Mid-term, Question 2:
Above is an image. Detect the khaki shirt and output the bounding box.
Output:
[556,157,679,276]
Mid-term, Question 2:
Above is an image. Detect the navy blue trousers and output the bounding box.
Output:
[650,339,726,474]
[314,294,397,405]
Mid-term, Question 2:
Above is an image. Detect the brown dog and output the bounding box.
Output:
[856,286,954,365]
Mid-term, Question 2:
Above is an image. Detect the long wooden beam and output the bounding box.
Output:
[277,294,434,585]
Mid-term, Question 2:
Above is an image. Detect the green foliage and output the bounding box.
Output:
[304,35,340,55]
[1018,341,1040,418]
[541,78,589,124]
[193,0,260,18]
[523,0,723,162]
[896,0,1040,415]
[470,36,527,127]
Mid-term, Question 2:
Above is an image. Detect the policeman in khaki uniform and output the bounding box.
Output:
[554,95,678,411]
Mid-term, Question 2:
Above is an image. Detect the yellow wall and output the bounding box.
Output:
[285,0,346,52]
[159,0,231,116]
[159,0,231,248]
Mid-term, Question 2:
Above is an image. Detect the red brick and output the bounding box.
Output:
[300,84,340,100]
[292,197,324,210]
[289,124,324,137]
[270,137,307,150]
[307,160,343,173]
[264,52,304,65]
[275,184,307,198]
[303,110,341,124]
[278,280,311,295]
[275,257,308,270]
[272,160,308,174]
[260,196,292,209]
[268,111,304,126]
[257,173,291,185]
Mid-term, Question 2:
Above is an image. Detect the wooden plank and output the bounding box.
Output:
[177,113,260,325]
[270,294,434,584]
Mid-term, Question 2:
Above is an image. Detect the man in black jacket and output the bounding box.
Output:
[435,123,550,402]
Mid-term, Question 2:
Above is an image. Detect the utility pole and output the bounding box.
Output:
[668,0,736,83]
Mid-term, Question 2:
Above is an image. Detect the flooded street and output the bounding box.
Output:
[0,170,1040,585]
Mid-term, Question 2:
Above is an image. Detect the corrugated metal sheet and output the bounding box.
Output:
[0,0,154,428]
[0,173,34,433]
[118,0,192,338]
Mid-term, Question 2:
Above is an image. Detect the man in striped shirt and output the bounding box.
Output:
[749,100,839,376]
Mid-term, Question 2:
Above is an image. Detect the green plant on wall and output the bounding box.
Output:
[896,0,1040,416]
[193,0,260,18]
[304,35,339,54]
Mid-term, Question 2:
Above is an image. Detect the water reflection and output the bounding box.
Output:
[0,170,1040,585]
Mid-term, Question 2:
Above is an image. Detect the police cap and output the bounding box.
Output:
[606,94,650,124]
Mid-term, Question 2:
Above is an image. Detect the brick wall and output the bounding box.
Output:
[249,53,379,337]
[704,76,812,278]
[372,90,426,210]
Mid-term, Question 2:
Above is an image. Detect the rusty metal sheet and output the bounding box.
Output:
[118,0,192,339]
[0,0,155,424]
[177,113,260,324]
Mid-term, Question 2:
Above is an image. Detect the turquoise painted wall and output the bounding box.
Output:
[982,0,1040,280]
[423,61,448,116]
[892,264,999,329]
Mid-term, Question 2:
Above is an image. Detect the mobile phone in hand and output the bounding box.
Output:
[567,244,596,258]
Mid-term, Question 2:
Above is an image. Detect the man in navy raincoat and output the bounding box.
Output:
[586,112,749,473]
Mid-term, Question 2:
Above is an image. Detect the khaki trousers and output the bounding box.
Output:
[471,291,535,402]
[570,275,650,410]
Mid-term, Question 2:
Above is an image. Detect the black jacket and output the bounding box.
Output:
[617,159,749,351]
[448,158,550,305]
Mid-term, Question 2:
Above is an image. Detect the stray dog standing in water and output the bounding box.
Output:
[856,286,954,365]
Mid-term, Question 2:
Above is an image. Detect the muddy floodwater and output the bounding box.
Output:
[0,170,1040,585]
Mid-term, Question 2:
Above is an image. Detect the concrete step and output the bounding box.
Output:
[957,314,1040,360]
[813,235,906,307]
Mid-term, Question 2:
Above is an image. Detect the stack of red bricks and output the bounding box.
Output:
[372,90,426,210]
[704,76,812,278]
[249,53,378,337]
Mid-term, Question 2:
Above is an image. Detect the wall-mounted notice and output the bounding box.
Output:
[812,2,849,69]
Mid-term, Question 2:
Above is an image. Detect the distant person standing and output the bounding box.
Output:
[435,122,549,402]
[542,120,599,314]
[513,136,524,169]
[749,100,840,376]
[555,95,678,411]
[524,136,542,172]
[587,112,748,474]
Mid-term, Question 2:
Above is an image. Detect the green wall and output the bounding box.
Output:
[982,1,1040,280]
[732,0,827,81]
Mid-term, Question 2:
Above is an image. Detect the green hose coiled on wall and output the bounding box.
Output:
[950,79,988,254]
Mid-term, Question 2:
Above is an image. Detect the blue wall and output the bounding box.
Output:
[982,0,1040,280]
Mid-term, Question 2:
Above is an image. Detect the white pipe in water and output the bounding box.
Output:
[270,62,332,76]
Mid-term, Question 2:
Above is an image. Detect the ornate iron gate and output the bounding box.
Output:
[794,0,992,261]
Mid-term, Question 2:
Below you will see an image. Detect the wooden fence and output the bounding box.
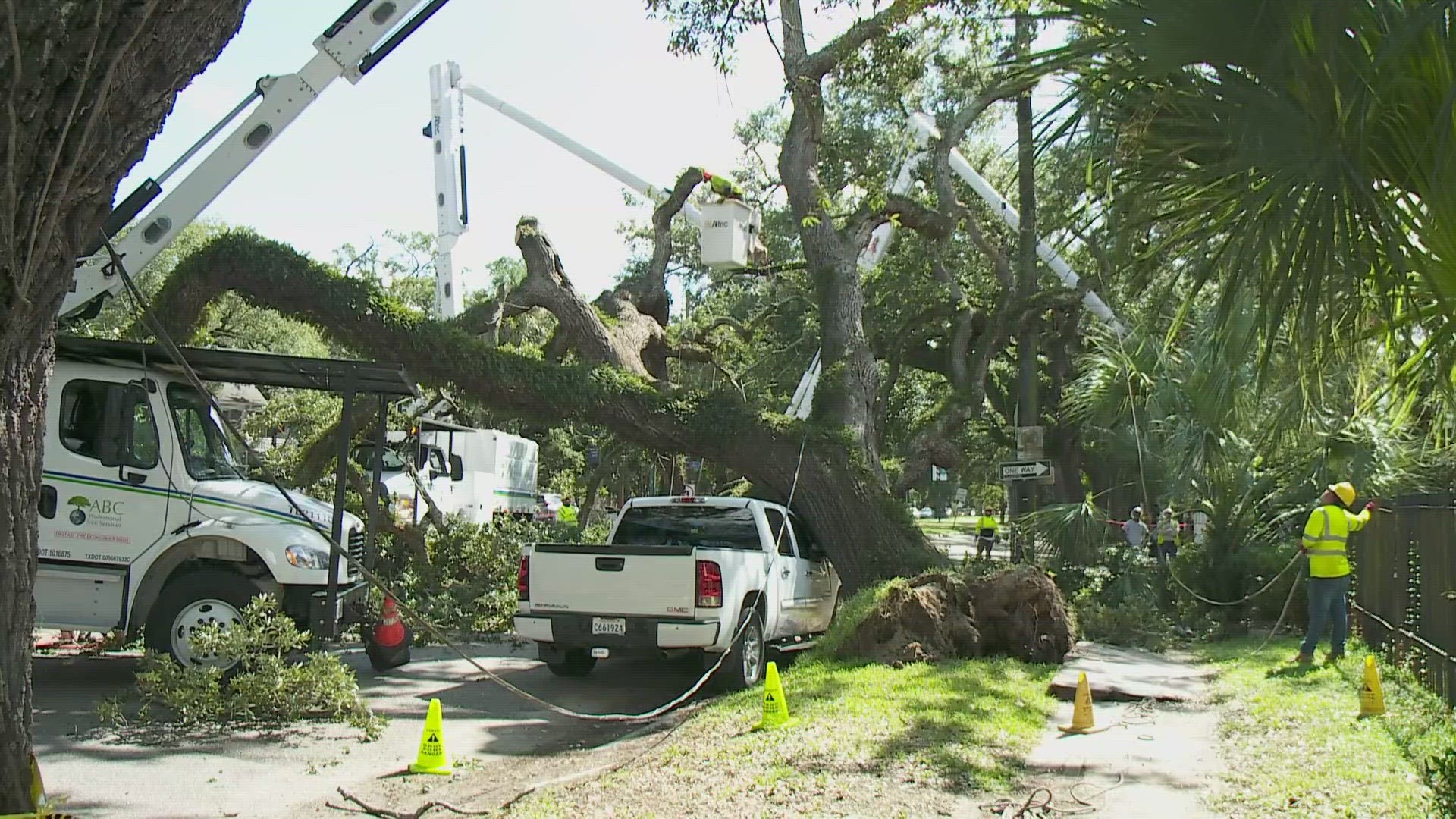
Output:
[1351,493,1456,705]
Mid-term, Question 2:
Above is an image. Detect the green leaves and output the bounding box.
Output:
[1034,0,1456,388]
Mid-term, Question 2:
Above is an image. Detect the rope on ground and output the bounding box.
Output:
[1254,566,1304,654]
[323,716,687,819]
[102,233,808,723]
[1168,552,1304,606]
[980,774,1125,819]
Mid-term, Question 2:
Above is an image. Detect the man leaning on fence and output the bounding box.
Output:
[1294,482,1376,663]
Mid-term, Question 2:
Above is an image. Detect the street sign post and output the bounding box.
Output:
[1000,460,1053,481]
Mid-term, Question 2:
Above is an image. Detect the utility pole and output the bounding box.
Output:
[1015,13,1043,554]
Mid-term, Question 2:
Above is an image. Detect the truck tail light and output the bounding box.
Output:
[698,560,723,609]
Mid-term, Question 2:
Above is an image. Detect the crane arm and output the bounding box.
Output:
[424,61,725,319]
[60,0,448,319]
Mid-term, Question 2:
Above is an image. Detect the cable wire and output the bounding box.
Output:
[103,233,808,723]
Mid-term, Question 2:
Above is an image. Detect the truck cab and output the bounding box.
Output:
[354,419,538,523]
[35,337,406,664]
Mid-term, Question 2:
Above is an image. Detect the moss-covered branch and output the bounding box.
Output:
[155,231,937,585]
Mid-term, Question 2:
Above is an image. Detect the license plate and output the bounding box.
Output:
[592,617,628,637]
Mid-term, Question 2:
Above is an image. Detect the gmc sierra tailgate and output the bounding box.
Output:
[530,544,698,618]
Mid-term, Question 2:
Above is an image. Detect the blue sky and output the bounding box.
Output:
[118,0,815,300]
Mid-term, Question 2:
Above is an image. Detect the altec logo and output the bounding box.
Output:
[65,495,127,528]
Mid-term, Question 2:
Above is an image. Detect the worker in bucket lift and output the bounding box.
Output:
[703,171,742,201]
[1294,481,1376,663]
[1153,509,1178,563]
[975,506,999,560]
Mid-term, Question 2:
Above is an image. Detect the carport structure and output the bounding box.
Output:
[55,335,419,640]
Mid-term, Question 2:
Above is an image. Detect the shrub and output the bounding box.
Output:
[115,596,384,740]
[1057,544,1174,651]
[1421,748,1456,816]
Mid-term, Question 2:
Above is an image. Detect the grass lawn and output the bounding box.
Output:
[513,659,1056,816]
[1203,639,1456,817]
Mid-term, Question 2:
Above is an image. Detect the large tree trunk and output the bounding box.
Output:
[0,0,246,813]
[155,232,940,587]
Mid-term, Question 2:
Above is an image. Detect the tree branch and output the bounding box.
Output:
[796,0,940,80]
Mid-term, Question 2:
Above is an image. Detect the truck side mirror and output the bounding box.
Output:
[96,383,131,466]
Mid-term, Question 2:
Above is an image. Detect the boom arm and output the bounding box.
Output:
[425,61,722,319]
[60,0,448,319]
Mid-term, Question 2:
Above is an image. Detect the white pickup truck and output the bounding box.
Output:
[516,497,840,689]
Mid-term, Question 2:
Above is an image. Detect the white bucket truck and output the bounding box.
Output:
[354,419,540,523]
[35,0,447,661]
[35,337,413,663]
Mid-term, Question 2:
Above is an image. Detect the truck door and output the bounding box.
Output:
[789,513,839,634]
[763,509,805,637]
[35,367,169,628]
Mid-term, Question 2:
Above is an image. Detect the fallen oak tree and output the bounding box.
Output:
[153,220,943,588]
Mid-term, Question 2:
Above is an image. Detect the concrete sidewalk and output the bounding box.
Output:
[35,644,696,819]
[996,644,1223,819]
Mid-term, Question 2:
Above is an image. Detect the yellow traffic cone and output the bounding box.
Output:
[753,663,799,732]
[410,699,454,775]
[1360,654,1385,717]
[1062,672,1097,733]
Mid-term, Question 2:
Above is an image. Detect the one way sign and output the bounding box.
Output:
[1000,460,1051,481]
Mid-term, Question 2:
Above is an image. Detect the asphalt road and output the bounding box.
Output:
[35,644,696,819]
[930,535,1010,563]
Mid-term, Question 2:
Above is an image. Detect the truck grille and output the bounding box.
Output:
[345,529,364,577]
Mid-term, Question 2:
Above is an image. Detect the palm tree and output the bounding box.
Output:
[1031,0,1456,383]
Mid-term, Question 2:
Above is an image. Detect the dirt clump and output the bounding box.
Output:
[839,571,981,667]
[971,566,1072,663]
[837,566,1072,667]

- _Goal_: Return the lines of the records above unchanged, from the start of the records up to and including the line with "[314,294,397,405]".

- _Written response_:
Mid-term, Question 2:
Above is an image. Detect the khaki shirt and output the bounding box.
Output:
[556,157,679,276]
Mid-term, Question 2:
Above is an image. Detect the navy blue trousers and output the bounding box.
Output:
[650,339,726,474]
[314,294,397,405]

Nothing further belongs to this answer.